**Given task**. Put every line of the data below into a Markdown table with the columns "Number" and "Content," numbering each row and omitting blank lines. Leave the pictures out of the table.

**Record set**.

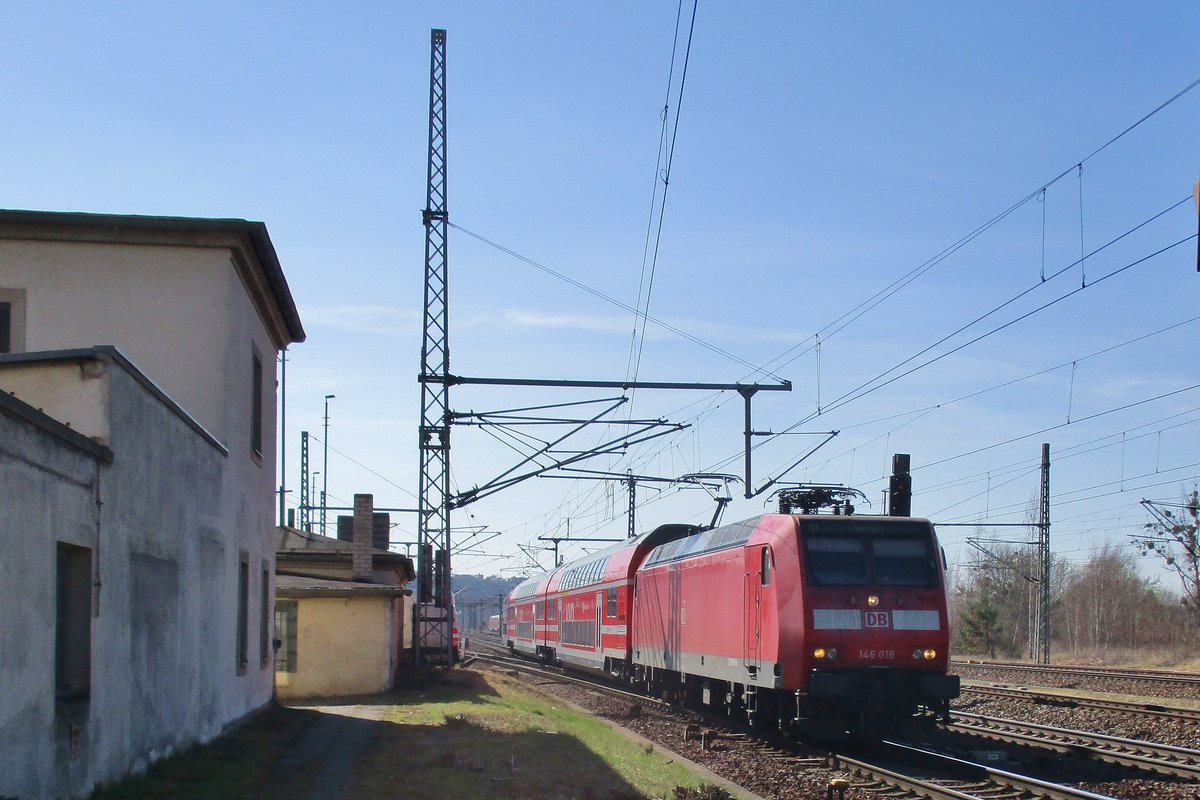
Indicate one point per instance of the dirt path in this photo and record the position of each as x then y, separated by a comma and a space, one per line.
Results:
335, 743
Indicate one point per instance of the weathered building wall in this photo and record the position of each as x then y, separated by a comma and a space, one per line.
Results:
167, 547
47, 493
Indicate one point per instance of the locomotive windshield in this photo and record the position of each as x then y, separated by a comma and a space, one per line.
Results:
881, 554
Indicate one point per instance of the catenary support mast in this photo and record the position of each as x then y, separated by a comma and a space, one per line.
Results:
432, 624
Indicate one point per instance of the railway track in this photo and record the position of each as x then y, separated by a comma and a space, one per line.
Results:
893, 776
972, 781
1163, 759
1072, 701
1149, 675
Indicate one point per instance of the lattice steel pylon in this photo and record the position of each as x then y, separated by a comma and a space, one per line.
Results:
431, 613
305, 500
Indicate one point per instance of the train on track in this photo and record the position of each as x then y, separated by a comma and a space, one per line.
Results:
826, 624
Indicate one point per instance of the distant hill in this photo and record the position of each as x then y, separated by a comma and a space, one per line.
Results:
478, 596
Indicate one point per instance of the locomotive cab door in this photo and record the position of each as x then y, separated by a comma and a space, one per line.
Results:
757, 576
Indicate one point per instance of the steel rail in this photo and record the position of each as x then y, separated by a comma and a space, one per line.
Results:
1072, 701
1152, 675
1025, 785
1164, 759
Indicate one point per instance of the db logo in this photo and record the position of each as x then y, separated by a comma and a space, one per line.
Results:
876, 619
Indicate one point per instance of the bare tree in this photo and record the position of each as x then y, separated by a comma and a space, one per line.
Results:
1173, 537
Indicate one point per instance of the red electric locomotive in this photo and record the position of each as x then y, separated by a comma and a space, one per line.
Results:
832, 624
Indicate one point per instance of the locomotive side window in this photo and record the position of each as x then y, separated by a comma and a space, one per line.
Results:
904, 563
837, 560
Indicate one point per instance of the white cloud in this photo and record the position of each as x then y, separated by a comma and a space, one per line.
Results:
379, 320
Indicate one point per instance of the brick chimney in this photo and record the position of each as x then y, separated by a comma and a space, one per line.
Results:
360, 549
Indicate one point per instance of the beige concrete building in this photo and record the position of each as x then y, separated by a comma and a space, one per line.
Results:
137, 474
341, 611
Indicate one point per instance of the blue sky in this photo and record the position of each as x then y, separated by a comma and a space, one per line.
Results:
822, 152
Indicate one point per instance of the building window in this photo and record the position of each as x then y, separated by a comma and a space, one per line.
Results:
286, 613
12, 320
264, 618
5, 328
72, 630
243, 613
256, 405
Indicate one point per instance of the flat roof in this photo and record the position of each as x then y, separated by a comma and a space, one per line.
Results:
196, 232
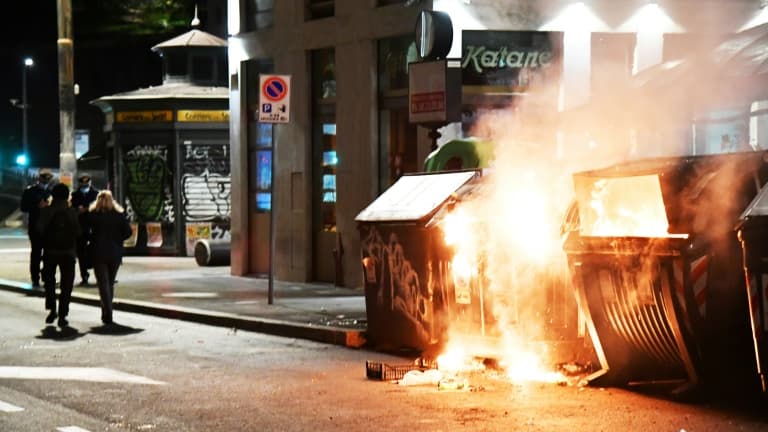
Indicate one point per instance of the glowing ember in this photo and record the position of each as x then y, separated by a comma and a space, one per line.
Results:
525, 366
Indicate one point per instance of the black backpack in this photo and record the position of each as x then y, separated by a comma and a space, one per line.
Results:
61, 233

**Finished task**.
| Number | Content |
|---|---|
| 1 | Indicate one point per instance of the dirt path in this photo and record the position of each as x then y, separated by a comma and a space, one per line. |
| 2 | Results: |
| 3 | 335, 743 |
| 4 | Indicate one point per instance of the weathered building wall in this photo and record the position of each as x then y, separated by a comma and a space, one per line. |
| 5 | Results: |
| 6 | 167, 547 |
| 7 | 47, 493 |
| 8 | Indicate one point per instance of the locomotive windshield in this photo and record the position of each as x then y, separated by a comma and a space, one per line. |
| 9 | Results: |
| 10 | 881, 554 |
| 11 | Indicate one point per instance of the catenary support mast in this photo and record the position of each as x then y, separated by a comma and a space, one per line. |
| 12 | Results: |
| 13 | 432, 624 |
| 14 | Indicate one point per instance of the railway track in this photo and record the position of each as x then y, separated by a comma and a space, one per line. |
| 15 | Results: |
| 16 | 893, 776 |
| 17 | 972, 781 |
| 18 | 1163, 759 |
| 19 | 1072, 701 |
| 20 | 1149, 675 |
| 21 | Indicate one point per instance of the lattice steel pylon in this photo and record the position of each as x then y, separated by a comma and a space, one per line. |
| 22 | Results: |
| 23 | 431, 613 |
| 24 | 305, 500 |
| 25 | Indicate one point per instance of the train on track in this photo and record the position of each as x then y, separated by a comma and a space, one per line. |
| 26 | Results: |
| 27 | 826, 624 |
| 28 | Indicate one point per instance of the distant hill in this photo and record the position of each as x then y, separated by a comma and a space, one per line. |
| 29 | Results: |
| 30 | 478, 596 |
| 31 | Indicate one point per instance of the locomotive cab door in this photo and record the position of each as x then y, separated by a comma and a space, one per line. |
| 32 | Results: |
| 33 | 757, 576 |
| 34 | Indicate one point per instance of the steel rail in this photo and record the position of each as x then y, separated by a comma and a space, one per line. |
| 35 | Results: |
| 36 | 1072, 701 |
| 37 | 1152, 675 |
| 38 | 1025, 785 |
| 39 | 1164, 759 |
| 40 | Indicate one point per instance of the db logo in this photo and record the position of each as x then y, separated by a comma and a space, one per line. |
| 41 | Results: |
| 42 | 876, 619 |
| 43 | Indicate one point per instance of the bare tree in this photo and record the position of each as x then y, separated by a comma and a space, one per line. |
| 44 | Results: |
| 45 | 1173, 537 |
| 46 | Indicate one point per instance of the red electric locomotive in this photo and record the position of each as x then y, separated by a comma and a space, one per line. |
| 47 | Results: |
| 48 | 832, 624 |
| 49 | Indicate one point per instance of the locomotive side window in this photo and record the position of each as x then y, separated by a comma and a space, one per line. |
| 50 | Results: |
| 51 | 904, 563 |
| 52 | 837, 560 |
| 53 | Indicate one point per instance of the white cloud in this photo and record the position of each as x then y, separated by a comma and a space, one per line. |
| 54 | Results: |
| 55 | 379, 320 |
| 56 | Indicate one point per instance of the brick chimney in this photo and record the position of each as x then y, separated by a comma and a space, one per line. |
| 57 | Results: |
| 58 | 360, 549 |
| 59 | Indicate one point per instance of the beige concrete building in this photo and record the position of each as x then y, separated by a comma and a space, one per line. |
| 60 | Results: |
| 61 | 137, 474 |
| 62 | 341, 611 |
| 63 | Indicate one point per instance of the blue sky in this photo and record the position of each as x then y, separated by a comma and a space, one per line. |
| 64 | Results: |
| 65 | 822, 152 |
| 66 | Indicate one point per instance of the building window in this photo and record the position of each as x then y, separated by a comma and a space, one per line. |
| 67 | Results: |
| 68 | 286, 613 |
| 69 | 12, 320 |
| 70 | 264, 618 |
| 71 | 5, 328 |
| 72 | 72, 630 |
| 73 | 243, 613 |
| 74 | 256, 405 |
| 75 | Indicate one point per instance of the flat roof in this photo and record the position of each as x then y, separated by a comma and a space, one per line. |
| 76 | Results: |
| 77 | 196, 232 |
| 78 | Indicate one point per instance of the glowing ember in this photo and record the position of each as x then y, separated by a comma and a space, one per line. |
| 79 | Results: |
| 80 | 525, 366 |
| 81 | Indicate one point per instance of the black backpack in this photo and record the position of each as x then y, separated by a comma and a space, one per line. |
| 82 | Results: |
| 83 | 61, 233 |